Text provided

Time for Environmental Funders to Stop...

Time for Environmental Funders to Stop Neglecting the Grassroots
By David Roberts
Grist
February 24, 2012

Money makes the grassroots grow.

Particularly since the failure of the climate bill, the strategies and tactics of the environmental movement have come in for a great deal of criticism. But there has been curiously little discussion of a set of players that have more influence than anyone over those strategies: the philanthropic organizations that fund the environmental movement.

It’s not surprising: Everyone can see environmental NGOs and assess their work. But environmental funders largely operate outside public view, with very little transparency and almost no accountability. I doubt most people, even dedicated greens, could name two or three big funders, much less assess their work.

So how exactly are environmental philanthropists shaping strategy?

There is a criticism of funders on the left that is so old and familiar as to have become cliché. It goes like this: The right’s funders have spent the last 30 years building a bottom-up movement. The wealthy conservatives who give money view the heads of movement institutions as trusted peers, so they are content to give without strings attached — their money is “patient.” The right now has institutions and infrastructure that recruit young people, pay them enough to live on, mentor and train them, and send them out into the courts, local politics, and think tanks.

Problem set
1. In the article on environmental funders, translate this sentence into Spanish: "So how exactly are environmental philanthropists shaping strategy?"
2. Copy word for word the part of the article on environmental funders that opens with the words containing "Particularly since the" and closes with "the environmental movement.".
3. Decide whether each statement agrees with the article on environmental funders. Answer yes or no for each, and quote the words of the article that decide it.
(a) Environmental funders work with a great deal of transparency.
(b) The right's funders have spent the last 30 years building a bottom-up movement.
(c) Wealthy conservative donors give money with many strings attached.

Data section
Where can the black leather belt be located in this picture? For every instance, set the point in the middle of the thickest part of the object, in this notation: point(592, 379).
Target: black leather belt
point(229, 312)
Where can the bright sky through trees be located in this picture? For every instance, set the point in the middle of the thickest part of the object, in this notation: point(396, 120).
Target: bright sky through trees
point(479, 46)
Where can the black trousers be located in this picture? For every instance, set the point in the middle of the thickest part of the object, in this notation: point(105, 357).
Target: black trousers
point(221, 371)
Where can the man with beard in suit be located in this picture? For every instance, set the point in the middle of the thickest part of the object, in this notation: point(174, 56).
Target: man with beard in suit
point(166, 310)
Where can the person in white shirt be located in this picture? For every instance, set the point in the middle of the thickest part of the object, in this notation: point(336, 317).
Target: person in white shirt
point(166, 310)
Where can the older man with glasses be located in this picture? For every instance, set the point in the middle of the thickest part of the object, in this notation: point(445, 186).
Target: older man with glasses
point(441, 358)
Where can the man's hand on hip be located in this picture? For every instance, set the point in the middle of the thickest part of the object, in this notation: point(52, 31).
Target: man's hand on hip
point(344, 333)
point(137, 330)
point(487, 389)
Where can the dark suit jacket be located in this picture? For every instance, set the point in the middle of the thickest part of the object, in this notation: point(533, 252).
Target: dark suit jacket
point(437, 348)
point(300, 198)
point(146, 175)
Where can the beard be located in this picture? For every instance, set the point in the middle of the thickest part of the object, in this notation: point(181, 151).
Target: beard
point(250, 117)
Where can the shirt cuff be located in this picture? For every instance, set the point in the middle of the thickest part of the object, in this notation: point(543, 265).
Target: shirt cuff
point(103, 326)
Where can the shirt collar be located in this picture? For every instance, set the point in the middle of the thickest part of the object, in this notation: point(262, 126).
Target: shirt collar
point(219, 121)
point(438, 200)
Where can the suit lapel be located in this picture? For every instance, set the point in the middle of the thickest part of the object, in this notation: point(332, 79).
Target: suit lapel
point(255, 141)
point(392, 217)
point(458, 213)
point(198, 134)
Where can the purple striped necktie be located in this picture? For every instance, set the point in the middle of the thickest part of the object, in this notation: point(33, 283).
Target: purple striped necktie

Answers
1. Entonces, ¿cómo exactamente están moldeando la estrategia los filántropos ambientales?

2.
Particularly since the failure of the climate bill, the strategies and tactics of the environmental movement have come in for a great deal of criticism. But there has been curiously little discussion of a set of players that have more influence than anyone over those strategies: the philanthropic organizations that fund the environmental movement.

3.
(a) No: "environmental funders largely operate outside public view, with very little transparency and almost no accountability."
(b) Yes: "The right’s funders have spent the last 30 years building a bottom-up movement."
(c) No: "they are content to give without strings attached"